▸ **Lesetext**:
□ □ □

Soweit die Verwaltungsbehörde ermächtigt ist, nach ihrem Ermessen zu handeln, prüft das Gericht auch, ob der Verwaltungsakt oder die Ablehnung oder Unterlassung des Verwaltungsakts rechtswidrig ist, weil die gesetzlichen Grenzen des Ermessens überschritten sind oder von dem Ermessen in einer dem Zweck der Ermächtigung nicht entsprechenden Weise Gebrauch gemacht ist. Die Verwaltungsbehörde kann ihre Ermessenserwägungen hinsichtlich des Verwaltungsaktes auch noch im verwaltungsgerichtlichen Verfahren ergänzen.

(1) Soweit der Verwaltungsakt rechtswidrig und der Kläger dadurch in seinen Rechten verletzt ist, hebt das Gericht den Verwaltungsakt und den etwaigen Widerspruchsbescheid auf. Ist der Verwaltungsakt schon vollzogen, so kann das Gericht auf Antrag auch aussprechen, daß und wie die Verwaltungsbehörde die Vollziehung rückgängig zu machen hat. Dieser Ausspruch ist nur zulässig, wenn die Behörde dazu in der Lage und diese Frage spruchreif ist. Hat sich der Verwaltungsakt vorher durch Zurücknahme oder anders erledigt, so spricht das Gericht auf Antrag durch Urteil aus, daß der Verwaltungsakt rechtswidrig gewesen ist, wenn der Kläger ein berechtigtes Interesse an dieser Feststellung hat.

(2) Begehrt der Kläger die Änderung eines Verwaltungsakts, der einen Geldbetrag festsetzt oder eine darauf bezogene Feststellung trifft, kann das Gericht den Betrag in anderer Höhe festsetzen oder die Feststellung durch eine andere ersetzen. Erfordert die Ermittlung des festzusetzenden oder festzustellenden Betrags einen nicht unerheblichen Aufwand, kann das Gericht die Änderung des Verwaltungsakts durch Angabe der zu Unrecht berücksichtigten oder nicht berücksichtigten tatsächlichen oder rechtlichen Verhältnisse so bestimmen, daß die Behörde den Betrag auf Grund der Entscheidung errechnen kann. Die Behörde teilt den Beteiligten das Ergebnis der Neuberechnung unverzüglich formlos mit; nach Rechtskraft der Entscheidung ist der Verwaltungsakt mit dem geänderten Inhalt neu bekanntzugeben.

□ □ □

▸ **Datensätze**:
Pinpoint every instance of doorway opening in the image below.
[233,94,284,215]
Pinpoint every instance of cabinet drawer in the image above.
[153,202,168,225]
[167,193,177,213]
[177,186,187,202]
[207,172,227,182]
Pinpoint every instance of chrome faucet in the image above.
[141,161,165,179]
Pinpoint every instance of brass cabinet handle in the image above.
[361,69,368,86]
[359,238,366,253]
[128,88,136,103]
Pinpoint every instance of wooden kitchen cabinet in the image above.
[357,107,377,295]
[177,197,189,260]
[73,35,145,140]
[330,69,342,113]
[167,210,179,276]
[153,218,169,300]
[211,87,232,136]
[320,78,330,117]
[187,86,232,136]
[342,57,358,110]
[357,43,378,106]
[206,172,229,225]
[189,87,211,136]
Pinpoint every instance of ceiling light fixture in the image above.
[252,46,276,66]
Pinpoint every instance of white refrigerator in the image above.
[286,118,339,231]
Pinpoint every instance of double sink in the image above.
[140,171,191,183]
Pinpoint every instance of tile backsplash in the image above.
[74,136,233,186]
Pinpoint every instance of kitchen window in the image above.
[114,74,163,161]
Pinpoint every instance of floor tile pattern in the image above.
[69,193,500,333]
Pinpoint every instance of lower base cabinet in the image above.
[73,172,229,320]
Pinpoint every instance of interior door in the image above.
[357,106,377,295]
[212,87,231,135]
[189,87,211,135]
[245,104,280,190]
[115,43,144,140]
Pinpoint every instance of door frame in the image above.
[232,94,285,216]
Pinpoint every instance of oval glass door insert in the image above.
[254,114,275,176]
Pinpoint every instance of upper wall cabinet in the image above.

□ □ □

▸ **Arbeitsaufträge**:
a - Nenne bitte jede Schreibweise des Wortes „Verwaltungsakt“, die im Lesetext vorkommt, einschließlich der Genitivformen, und führe jede nur einmal auf.
b - Ersetze in allen Datensätzen „Pinpoint“ durch „Locate“ und gib die Datensätze ansonsten unverändert wieder.

▸ **Antworten**:
a - Verwaltungsakt, Verwaltungsakts, Verwaltungsaktes

b -
Locate every instance of doorway opening in the image below.
[233,94,284,215]
Locate every instance of cabinet drawer in the image above.
[153,202,168,225]
[167,193,177,213]
[177,186,187,202]
[207,172,227,182]
Locate every instance of chrome faucet in the image above.
[141,161,165,179]
Locate every instance of brass cabinet handle in the image above.
[361,69,368,86]
[359,238,366,253]
[128,88,136,103]
Locate every instance of wooden kitchen cabinet in the image above.
[357,107,377,295]
[177,197,189,260]
[73,35,145,140]
[330,69,342,113]
[167,210,179,276]
[153,218,169,300]
[211,87,232,136]
[320,78,330,117]
[187,86,232,136]
[342,57,358,110]
[357,43,378,106]
[206,172,229,225]
[189,87,211,136]
Locate every instance of ceiling light fixture in the image above.
[252,46,276,66]
Locate every instance of white refrigerator in the image above.
[286,118,339,231]
Locate every instance of double sink in the image above.
[140,171,191,183]
Locate every instance of tile backsplash in the image above.
[74,136,233,186]
Locate every instance of kitchen window in the image above.
[114,74,163,161]
Locate every instance of floor tile pattern in the image above.
[69,193,500,333]
Locate every instance of lower base cabinet in the image above.
[73,172,229,320]
Locate every instance of interior door in the image above.
[357,106,377,295]
[212,87,231,135]
[189,87,211,135]
[245,104,280,190]
[115,43,144,140]
Locate every instance of door frame in the image above.
[232,94,285,216]
Locate every instance of oval glass door insert in the image above.
[254,114,275,176]
Locate every instance of upper wall cabinet in the image above.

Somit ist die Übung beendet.